§ ЗАДАНИЕ 1
Ответьте на вопросы по фрагменту об актерском искусстве:
(a) Что прежде всего и злее всего клеймят школы подлинного театрального искусства?
(b) Сквозь чье поведение на кино передавалось ощущение «режима»?
(c) Из условий чего в работе актера рождается живое чувство сценической правды?

§ ФРАГМЕНТ ДОКУМЕНТА
------------------------------

Какую себе задачу ставит всякая система актерского искусства? Задачу вызвать в чувствах полную правду сценического переживания того, что по ситуации предложено автором. Это то, что соответствует обобщенному ощущению, в отличие от изображения, как мы разбирали их на примере пластической композиции и монтажа. Действительно, школы подлинного театрального искусства прежде всего и злее всего клеймят изображение чувства там, где требуется ощущение и переживание чувства. Но совершенно так же, как мы показали на примере из пластической композиции, здесь тоже не годится та крайность, при которой переживание сценического чувства лишилось бы своих естественных проявлений, то есть обозримой картины этих переживаемых ощущений.
Каков же метод этого первого, основного и главного, чем должен быть пронизан, актер в творческом акте лицедействия? И оказывается, что метод этот совершенно идентичен тому, что делает монтаж на кинематографе, тоже задаваясь целью из элементов одного измерения вызвать к жизни и бытию явление иного, нового, высшего измерения, притом такого, которое непосредственным показом не изобразимо. На кино это было ощущением «режима» сквозь поведение расстреливающих [солдат] и топчущих казаков.
На театре — в работе актера — это рождение живого чувства, реального чувства сценической правды из условий искусственного и условного текста предписанных слов, расписных декораций, переодетых и размалеванных актеров. Метод оказывается тем же и поступает так же, как и мы поступаем на кино. Не «изображенными», но переживаемыми в полной и подлинной полноте являлись там не отдельные изобразительные куски-кадры, а то полное и подлинное ощущение и переживание, которое возникало из соединения и слияния тех эмоций, которые возбуждали умело подобранные наводящие фрагменты.

------------------------------

§ МАТЕРИАЛЫ К УПРАЖНЕНИЮ

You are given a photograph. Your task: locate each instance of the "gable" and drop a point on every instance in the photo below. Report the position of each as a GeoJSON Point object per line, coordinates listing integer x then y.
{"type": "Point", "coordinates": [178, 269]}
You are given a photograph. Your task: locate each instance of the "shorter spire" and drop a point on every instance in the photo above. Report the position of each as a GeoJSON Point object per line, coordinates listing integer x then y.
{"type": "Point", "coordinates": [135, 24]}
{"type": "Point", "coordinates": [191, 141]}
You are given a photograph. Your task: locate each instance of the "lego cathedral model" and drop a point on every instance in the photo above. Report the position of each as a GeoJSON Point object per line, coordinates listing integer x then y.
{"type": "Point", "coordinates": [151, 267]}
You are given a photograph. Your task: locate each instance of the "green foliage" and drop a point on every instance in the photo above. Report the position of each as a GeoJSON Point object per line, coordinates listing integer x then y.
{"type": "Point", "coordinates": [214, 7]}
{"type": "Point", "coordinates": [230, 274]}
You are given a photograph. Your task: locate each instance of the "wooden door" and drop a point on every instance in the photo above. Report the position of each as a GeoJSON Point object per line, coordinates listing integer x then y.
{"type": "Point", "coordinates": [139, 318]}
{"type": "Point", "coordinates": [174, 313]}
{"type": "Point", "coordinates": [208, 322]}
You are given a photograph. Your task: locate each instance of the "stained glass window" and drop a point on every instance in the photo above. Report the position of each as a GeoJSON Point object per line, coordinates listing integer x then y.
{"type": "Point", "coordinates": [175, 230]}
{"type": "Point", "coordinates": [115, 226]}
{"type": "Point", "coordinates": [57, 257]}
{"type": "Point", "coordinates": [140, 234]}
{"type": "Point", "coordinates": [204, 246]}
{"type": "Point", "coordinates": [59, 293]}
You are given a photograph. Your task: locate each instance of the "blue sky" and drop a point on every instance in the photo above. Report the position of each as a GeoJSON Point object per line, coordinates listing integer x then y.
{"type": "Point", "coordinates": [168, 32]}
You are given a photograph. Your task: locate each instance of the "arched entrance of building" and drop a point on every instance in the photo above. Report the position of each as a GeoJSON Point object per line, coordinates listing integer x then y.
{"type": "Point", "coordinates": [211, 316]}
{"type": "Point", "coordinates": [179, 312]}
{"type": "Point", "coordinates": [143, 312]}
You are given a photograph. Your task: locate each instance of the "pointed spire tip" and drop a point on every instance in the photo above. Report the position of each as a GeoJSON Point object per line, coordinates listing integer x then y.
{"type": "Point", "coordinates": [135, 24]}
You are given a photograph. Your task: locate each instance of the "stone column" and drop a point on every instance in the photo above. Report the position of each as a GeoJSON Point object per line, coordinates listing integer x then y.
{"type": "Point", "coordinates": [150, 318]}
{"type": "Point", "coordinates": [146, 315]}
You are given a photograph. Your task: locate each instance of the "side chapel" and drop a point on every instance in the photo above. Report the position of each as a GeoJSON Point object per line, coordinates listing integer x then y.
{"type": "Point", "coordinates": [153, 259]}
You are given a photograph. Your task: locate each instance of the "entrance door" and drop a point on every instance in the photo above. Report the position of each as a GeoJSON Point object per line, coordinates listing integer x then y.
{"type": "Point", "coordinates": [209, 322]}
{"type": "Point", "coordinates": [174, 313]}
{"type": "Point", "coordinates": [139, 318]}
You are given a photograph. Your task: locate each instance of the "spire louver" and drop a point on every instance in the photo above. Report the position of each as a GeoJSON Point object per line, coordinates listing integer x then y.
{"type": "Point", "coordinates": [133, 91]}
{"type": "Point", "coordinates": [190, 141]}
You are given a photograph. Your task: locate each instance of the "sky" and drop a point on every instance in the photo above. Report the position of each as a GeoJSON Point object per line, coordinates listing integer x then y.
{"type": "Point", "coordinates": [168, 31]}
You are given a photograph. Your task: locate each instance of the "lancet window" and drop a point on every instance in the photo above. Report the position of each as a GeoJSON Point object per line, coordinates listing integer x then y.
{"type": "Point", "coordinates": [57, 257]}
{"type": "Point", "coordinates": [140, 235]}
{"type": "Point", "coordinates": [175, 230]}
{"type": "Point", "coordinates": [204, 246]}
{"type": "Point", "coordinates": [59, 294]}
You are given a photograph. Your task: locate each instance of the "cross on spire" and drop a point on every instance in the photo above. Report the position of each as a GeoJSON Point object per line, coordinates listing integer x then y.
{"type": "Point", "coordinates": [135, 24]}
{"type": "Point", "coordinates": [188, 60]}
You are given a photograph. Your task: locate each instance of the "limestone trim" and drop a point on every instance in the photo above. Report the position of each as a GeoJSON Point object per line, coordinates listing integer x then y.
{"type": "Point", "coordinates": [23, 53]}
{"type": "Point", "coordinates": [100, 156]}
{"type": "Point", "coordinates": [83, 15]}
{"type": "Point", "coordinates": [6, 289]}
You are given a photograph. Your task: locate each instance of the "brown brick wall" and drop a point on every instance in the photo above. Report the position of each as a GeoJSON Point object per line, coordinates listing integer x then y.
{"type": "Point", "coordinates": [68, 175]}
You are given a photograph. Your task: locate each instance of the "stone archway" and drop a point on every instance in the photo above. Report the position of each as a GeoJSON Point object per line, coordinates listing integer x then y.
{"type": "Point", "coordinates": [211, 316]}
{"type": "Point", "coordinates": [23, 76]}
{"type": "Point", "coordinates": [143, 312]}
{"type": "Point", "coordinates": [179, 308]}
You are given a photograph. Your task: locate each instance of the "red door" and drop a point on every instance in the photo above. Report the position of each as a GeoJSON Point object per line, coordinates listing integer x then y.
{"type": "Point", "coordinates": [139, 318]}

------------------------------

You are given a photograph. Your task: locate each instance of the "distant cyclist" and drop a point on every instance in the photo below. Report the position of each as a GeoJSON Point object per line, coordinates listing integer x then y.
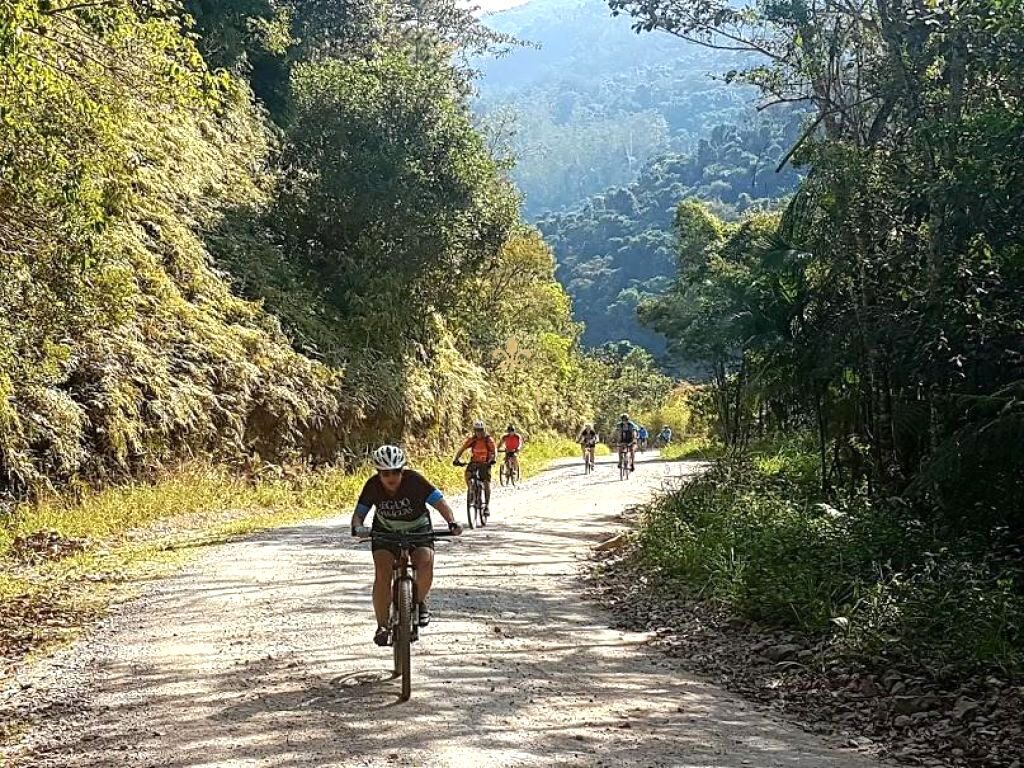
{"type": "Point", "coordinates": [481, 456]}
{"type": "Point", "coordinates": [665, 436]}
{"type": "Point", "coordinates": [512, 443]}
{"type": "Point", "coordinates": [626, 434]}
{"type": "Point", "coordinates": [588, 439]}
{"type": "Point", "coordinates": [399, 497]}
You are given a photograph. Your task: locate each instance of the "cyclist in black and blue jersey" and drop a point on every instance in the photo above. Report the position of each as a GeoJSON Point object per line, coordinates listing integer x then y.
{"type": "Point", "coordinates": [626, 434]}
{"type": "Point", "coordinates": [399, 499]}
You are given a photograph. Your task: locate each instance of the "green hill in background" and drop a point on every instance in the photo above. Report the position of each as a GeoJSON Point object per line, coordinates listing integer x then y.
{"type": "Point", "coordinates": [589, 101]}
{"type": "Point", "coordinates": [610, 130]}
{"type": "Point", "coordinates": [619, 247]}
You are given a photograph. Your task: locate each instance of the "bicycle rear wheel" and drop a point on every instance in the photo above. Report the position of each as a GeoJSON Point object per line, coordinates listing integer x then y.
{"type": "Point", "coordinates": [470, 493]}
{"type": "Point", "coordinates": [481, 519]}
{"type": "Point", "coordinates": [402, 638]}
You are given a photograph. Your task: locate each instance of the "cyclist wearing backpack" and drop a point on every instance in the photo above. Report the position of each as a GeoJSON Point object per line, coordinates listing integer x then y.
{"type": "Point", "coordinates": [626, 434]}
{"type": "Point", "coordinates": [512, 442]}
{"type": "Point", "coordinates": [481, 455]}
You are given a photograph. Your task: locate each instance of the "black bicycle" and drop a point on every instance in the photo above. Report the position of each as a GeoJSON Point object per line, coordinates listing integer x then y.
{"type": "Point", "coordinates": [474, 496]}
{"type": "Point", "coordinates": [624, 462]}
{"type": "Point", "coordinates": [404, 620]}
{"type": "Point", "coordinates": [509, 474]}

------------------------------

§ ЗАДАНИЕ 2
Укажите количество строк в материалах, где встречается слово «door». Ответ должен содержать только число.

§ ОТВЕТ НА ЗАДАНИЕ 1
(a) Изображение чувства там, где требуется ощущение и переживание чувства.
(b) Сквозь поведение расстреливающих солдат и топчущих казаков.
(c) Из условий искусственного и условного текста предписанных слов, расписных декораций, переодетых и размалеванных актеров.

§ ОТВЕТ НА ЗАДАНИЕ 2
3